(Data drawn from a collection)
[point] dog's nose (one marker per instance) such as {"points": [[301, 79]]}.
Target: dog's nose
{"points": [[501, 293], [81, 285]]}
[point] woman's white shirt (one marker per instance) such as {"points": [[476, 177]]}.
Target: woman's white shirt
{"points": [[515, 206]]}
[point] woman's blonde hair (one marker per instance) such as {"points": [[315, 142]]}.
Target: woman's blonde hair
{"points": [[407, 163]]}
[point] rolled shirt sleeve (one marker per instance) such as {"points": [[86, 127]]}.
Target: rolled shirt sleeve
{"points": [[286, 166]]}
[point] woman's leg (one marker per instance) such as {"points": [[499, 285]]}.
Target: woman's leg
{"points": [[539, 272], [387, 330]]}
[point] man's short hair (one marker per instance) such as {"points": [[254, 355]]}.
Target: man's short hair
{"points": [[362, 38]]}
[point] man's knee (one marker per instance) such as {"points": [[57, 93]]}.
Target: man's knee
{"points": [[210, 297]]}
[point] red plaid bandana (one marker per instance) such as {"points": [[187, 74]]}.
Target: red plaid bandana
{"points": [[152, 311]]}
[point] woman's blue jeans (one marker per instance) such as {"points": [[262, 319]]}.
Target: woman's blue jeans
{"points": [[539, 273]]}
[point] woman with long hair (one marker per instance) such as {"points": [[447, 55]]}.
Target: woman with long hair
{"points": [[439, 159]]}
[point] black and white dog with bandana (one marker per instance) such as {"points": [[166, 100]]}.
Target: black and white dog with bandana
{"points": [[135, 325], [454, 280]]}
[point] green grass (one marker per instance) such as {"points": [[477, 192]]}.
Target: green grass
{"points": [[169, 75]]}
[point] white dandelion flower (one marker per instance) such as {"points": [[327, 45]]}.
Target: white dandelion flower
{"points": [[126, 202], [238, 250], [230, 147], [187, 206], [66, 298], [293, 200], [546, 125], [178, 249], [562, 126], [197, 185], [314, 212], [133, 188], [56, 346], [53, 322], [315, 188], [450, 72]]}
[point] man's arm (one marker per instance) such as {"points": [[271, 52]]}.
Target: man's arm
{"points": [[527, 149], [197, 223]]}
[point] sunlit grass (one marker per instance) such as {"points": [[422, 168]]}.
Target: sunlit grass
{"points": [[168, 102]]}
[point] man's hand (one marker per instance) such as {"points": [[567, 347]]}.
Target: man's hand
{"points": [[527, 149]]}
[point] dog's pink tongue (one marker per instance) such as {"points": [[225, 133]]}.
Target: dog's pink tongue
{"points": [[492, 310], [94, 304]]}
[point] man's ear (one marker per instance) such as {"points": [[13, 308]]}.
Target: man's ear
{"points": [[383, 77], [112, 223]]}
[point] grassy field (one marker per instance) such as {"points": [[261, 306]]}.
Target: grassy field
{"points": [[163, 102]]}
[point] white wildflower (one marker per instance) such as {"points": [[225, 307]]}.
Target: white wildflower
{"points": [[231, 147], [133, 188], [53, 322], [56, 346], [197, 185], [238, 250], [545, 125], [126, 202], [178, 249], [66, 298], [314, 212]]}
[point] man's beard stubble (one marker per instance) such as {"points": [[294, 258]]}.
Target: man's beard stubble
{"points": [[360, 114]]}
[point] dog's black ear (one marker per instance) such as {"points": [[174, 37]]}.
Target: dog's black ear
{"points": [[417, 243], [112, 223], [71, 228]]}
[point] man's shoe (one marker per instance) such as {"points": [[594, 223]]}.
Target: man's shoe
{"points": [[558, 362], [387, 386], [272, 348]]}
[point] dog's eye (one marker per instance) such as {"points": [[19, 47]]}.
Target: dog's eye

SET EXERCISE - Please rewrite all of the material above, swapping "one marker per instance" for "one dot per instance" wherever it occurs and leaving everything else as it is.

THE RESPONSE -
[point] dog's nose (one dot per instance) such as {"points": [[301, 79]]}.
Target: dog's nose
{"points": [[501, 293], [81, 285]]}
[point] woman's white shirt (one dot per instance) such as {"points": [[476, 177]]}.
Target: woman's white shirt
{"points": [[515, 206]]}
[point] woman's blonde hair (one dot per instance) such as {"points": [[315, 142]]}.
Target: woman's blonde hair
{"points": [[407, 163]]}
[point] rolled shirt sleeve (one dot per instance) such as {"points": [[86, 127]]}.
Target: rolled shirt sleeve
{"points": [[286, 166]]}
[point] woman's leg (one dot per instance) such as {"points": [[499, 285]]}.
Target: woman's leg
{"points": [[539, 272], [387, 330]]}
[point] man's short hair (one dot per instance) such as {"points": [[254, 355]]}.
Target: man's short hair
{"points": [[362, 38]]}
[point] man's knee (one dot per instance) such as {"points": [[57, 93]]}.
Target: man's knee
{"points": [[210, 297]]}
[point] red plaid bandana (one dot per instance) such as {"points": [[187, 74]]}.
Target: red plaid bandana
{"points": [[152, 311]]}
[point] woman's blue jeans (one dot per instance) such as {"points": [[262, 319]]}.
Target: woman's blue jeans
{"points": [[539, 273]]}
[point] woman with long hair (one dot per instance) such as {"points": [[447, 55]]}.
Target: woman with long hair
{"points": [[439, 159]]}
[point] black and white dog with bandana (one dot per instance) such as {"points": [[166, 100]]}.
Target: black and white dog with bandana
{"points": [[135, 325], [454, 280]]}
[point] green grass (one dot per instance) such as {"points": [[477, 192]]}.
Target: green grass
{"points": [[169, 75]]}
[point] white dandelion flower (one dot per instance) such as {"points": [[327, 45]]}.
Target: white dandelion flower
{"points": [[126, 202], [238, 250], [230, 147], [187, 206], [66, 298], [293, 200], [546, 125], [178, 249], [562, 126], [197, 185], [314, 212], [133, 188], [56, 346], [53, 322], [315, 188], [450, 72]]}
[point] man's arm (one dot per instance) such as {"points": [[271, 52]]}.
Target: man's arm
{"points": [[527, 149], [197, 223]]}
[point] sunlit grass (one dot per instance) such as {"points": [[422, 168]]}.
Target: sunlit grass
{"points": [[168, 102]]}
[point] man's hand (one dot per instance) such as {"points": [[567, 347]]}.
Target: man's hand
{"points": [[527, 149]]}
[point] dog's pink tongue (one dot per instance) such as {"points": [[225, 133]]}.
Target: dog's pink tongue
{"points": [[492, 310], [94, 304]]}
[point] man's ear (one dot per instance) such as {"points": [[13, 308]]}.
Target: man's ear
{"points": [[383, 77], [112, 223]]}
[point] grassy field (one dot per instance) such as {"points": [[261, 306]]}.
Target: grassy field
{"points": [[163, 102]]}
[point] white wildflower (one dot per instance) such as {"points": [[225, 307]]}.
Target: white wildflower
{"points": [[231, 147], [133, 188], [53, 322], [56, 346], [197, 185], [238, 250], [545, 125], [126, 202], [178, 249], [66, 298], [314, 212]]}
[point] man's beard stubble (one dot per instance) such as {"points": [[294, 258]]}.
Target: man's beard stubble
{"points": [[360, 114]]}
[point] dog's black ear (one dot per instance) such as {"points": [[174, 37]]}.
Target: dog's black ear
{"points": [[417, 243], [112, 223], [71, 228]]}
[point] man's shoe (one dot per instance) such as {"points": [[594, 223]]}.
Target: man's shoe
{"points": [[558, 362], [387, 386], [272, 348]]}
[point] dog's eye (one dot per instance) such as {"points": [[19, 47]]}.
Target: dog's eye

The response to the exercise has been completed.